Task to carry out:
Quote the entries below verbatim, from the line with "Can you spot the dark shade" through the line with "x=90, y=155", including both of those lines.

**** Input rows ****

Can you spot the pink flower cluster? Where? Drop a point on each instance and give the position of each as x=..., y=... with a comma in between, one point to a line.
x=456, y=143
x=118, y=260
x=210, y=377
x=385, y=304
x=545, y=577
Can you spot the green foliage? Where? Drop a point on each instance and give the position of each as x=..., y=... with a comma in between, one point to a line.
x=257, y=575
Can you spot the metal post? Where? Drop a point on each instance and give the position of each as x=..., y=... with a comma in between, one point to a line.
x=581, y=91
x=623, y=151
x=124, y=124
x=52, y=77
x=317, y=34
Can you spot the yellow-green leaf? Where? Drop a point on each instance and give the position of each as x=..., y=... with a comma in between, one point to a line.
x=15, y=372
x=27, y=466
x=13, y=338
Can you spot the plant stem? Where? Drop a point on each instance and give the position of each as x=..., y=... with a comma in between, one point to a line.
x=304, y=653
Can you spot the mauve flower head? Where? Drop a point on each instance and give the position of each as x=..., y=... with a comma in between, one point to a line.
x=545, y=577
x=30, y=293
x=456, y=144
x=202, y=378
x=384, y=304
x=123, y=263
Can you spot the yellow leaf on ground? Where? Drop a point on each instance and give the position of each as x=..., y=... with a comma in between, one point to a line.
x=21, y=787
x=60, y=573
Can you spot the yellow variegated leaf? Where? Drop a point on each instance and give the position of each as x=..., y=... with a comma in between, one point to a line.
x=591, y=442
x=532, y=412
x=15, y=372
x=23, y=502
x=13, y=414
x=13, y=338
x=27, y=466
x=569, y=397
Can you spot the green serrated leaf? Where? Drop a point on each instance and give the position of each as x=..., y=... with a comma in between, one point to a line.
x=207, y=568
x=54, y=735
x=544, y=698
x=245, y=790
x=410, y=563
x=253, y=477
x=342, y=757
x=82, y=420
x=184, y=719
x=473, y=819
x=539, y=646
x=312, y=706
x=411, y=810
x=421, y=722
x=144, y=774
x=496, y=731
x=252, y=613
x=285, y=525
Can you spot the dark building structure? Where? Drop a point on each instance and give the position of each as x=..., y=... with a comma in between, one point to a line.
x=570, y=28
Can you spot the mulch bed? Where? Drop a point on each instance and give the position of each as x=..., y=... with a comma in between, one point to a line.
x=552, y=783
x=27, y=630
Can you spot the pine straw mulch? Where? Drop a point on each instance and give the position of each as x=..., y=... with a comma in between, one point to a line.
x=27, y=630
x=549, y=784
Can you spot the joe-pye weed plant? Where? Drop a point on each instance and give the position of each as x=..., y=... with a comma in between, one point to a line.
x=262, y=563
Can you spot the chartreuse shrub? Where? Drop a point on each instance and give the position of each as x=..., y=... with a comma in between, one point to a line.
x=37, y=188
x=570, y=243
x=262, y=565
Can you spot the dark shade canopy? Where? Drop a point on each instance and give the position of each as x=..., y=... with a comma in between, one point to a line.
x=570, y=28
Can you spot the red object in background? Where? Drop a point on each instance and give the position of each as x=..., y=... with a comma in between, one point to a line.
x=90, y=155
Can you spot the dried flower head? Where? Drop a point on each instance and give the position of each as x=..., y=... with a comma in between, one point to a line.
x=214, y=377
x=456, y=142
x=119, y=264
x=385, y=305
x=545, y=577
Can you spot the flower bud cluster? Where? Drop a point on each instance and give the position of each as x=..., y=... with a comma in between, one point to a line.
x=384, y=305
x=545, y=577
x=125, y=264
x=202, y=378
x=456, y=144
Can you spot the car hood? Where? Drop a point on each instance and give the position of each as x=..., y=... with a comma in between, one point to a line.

****

Answer to this exercise:
Can you spot the dark shade canopy? Where? Drop a point on each instance and give the position of each as x=..., y=... with a comma in between, one point to a line.
x=570, y=28
Can you spot the red object in background? Where? Drop a point on each instance and give the position of each as x=..., y=... with a comma in between, one point to a line.
x=90, y=155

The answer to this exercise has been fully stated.